BEGIN Recorded information

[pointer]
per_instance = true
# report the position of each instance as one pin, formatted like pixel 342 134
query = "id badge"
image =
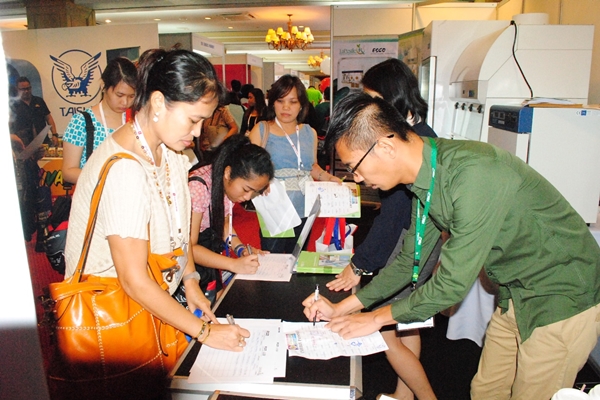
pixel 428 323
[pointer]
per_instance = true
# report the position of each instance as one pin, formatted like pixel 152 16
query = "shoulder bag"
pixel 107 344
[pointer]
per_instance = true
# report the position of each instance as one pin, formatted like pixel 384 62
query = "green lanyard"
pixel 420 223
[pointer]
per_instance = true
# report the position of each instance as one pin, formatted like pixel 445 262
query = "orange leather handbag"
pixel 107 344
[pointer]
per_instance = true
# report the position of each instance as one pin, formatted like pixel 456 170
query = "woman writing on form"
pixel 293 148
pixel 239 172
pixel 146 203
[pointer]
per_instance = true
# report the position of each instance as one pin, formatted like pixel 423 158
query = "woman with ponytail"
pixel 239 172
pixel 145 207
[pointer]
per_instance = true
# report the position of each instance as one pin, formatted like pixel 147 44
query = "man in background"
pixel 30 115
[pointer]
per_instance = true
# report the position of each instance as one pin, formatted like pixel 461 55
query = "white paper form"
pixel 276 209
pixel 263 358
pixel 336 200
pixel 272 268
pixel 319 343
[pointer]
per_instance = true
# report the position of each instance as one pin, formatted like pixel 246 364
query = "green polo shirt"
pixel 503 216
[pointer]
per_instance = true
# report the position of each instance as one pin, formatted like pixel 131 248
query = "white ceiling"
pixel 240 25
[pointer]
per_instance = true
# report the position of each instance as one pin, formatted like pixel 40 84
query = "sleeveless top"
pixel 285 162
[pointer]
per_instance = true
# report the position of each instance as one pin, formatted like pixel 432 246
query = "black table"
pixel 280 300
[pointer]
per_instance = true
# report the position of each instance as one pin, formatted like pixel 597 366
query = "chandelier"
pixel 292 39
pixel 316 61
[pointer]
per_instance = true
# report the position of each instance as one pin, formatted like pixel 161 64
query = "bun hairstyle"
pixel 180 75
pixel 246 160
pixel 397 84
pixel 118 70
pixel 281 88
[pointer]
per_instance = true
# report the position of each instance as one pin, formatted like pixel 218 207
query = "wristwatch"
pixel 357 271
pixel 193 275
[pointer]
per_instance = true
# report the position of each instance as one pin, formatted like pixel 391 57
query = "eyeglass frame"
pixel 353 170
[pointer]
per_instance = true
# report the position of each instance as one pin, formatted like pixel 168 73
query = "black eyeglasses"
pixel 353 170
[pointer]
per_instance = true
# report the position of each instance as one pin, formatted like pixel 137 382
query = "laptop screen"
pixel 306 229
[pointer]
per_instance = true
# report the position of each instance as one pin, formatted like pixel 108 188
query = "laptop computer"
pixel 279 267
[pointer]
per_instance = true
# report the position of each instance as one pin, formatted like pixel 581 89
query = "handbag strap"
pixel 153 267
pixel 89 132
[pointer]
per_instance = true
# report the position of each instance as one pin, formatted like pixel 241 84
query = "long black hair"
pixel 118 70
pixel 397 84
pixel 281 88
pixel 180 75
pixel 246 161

END Recorded information
BEGIN Recorded information

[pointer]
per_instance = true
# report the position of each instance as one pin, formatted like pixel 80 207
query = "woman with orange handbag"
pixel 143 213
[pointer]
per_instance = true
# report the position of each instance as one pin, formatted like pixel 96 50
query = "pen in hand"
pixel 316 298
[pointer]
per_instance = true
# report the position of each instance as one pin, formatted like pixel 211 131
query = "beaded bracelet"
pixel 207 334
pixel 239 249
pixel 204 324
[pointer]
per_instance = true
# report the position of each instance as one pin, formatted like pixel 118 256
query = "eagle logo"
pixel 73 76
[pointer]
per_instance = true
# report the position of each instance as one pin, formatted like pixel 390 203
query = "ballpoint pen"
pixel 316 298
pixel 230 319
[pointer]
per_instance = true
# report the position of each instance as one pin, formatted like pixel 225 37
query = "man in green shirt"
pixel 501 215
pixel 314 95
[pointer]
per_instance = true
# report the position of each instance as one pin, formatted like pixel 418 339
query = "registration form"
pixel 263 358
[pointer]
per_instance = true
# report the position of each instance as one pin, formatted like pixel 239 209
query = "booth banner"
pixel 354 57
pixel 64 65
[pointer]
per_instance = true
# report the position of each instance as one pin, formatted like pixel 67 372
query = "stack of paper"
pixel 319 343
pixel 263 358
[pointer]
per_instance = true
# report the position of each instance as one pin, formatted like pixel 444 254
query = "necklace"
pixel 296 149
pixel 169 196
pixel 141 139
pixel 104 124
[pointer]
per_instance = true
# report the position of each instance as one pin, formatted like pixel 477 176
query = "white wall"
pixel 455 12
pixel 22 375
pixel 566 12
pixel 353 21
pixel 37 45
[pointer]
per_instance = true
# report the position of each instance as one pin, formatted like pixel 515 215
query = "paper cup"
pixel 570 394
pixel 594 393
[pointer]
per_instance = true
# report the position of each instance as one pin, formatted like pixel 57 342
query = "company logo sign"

END Recorded information

In the entries above, find the line holding "pixel 67 372" and the line holding "pixel 444 254"; print both of them and every line between, exactly, and nothing else.

# report the position of each instance as one pin, formatted like pixel 67 372
query = "stack of paper"
pixel 319 343
pixel 263 358
[pointer]
per_instance = true
# report the position of each instance as one pin, formatted like pixel 444 254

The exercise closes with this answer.